* **EXERCISE REQUIREMENTS**:
Pull out each line of the items below that contains the word "clown".

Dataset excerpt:
# # # #
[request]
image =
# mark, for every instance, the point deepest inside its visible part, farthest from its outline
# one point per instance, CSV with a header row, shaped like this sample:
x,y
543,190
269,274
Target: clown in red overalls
# # # #
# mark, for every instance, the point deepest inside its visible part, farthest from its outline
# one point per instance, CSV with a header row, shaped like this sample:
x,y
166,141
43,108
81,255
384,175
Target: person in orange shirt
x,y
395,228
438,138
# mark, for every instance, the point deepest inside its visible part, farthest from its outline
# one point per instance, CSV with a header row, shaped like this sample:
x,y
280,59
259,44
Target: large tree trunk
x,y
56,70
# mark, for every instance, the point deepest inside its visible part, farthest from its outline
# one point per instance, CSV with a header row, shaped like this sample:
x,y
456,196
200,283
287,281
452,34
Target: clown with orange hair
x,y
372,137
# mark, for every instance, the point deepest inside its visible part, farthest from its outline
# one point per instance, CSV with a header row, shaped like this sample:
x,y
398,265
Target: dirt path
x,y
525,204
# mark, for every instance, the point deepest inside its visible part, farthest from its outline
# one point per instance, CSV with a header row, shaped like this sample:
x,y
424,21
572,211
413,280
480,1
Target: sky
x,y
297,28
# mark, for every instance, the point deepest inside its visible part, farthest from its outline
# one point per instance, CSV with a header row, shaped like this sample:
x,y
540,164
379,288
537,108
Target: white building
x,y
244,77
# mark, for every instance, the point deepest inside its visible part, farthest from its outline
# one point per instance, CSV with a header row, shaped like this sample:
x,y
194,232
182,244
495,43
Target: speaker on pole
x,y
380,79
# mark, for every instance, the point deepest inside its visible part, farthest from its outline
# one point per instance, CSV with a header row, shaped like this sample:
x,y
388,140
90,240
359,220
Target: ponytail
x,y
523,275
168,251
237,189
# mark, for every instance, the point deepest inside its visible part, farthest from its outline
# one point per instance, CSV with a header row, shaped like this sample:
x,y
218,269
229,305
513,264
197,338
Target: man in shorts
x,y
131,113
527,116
# # # #
* **EXERCISE ANSWER**:
Target: clown in red overalls
Target: clown with orange hair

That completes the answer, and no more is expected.